-- EXTRACTO DEL TEXTO --
Estado, criminales y post-conflicto: las claves del futuro de la violencia en Colombia

Mirada penetrante a los niveles y causas de la mucha violencia que sigue afectando a determinadas ciudades y regiones. La experiencia mundial muestra que, después de un acuerdo de paz, la clave está en la relación entre el Estado y las economías ilegales.

Peor de lo que creemos

El Informe Global de Homicidios 2013 de la Oficina de Naciones Unidas contra las Drogas y el Delito (UNODC) ubica a Colombia como el segundo país más violento de Suramérica y el quinto de América Latina, con una tasa de homicidios (32 por cada cien mil habitantes), muy superior al promedio mundial. Si bien estamos mejor que hace algo una década, el ritmo de mejoría se ha venido frenando.

-- TRABAJO POR HACER --
#1 Según el extracto sobre la violencia en Colombia, ¿cuál es la tasa de homicidios del país en el Informe Global de Homicidios 2013?
#2 Cite textualmente el pasaje del extracto desde "El Informe Global" hasta "ha venido frenando.".
El material que viene después es independiente del extracto.

-- INFORMACIÓN SUMINISTRADA --
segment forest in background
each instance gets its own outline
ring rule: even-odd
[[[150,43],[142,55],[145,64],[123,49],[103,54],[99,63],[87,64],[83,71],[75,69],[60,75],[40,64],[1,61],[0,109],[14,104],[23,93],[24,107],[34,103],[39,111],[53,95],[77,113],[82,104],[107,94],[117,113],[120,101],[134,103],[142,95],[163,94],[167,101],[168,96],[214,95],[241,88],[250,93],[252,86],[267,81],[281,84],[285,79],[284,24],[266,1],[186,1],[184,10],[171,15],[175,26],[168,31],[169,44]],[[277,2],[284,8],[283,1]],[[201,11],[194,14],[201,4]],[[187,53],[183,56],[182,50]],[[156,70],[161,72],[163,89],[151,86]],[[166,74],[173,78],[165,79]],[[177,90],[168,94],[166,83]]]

-- LISTA DE RESPUESTAS --
#1 32 por cada cien mil habitantes.

#2
El Informe Global de Homicidios 2013 de la Oficina de Naciones Unidas contra las Drogas y el Delito (UNODC) ubica a Colombia como el segundo país más violento de Suramérica y el quinto de América Latina, con una tasa de homicidios (32 por cada cien mil habitantes), muy superior al promedio mundial. Si bien estamos mejor que hace algo una década, el ritmo de mejoría se ha venido frenando.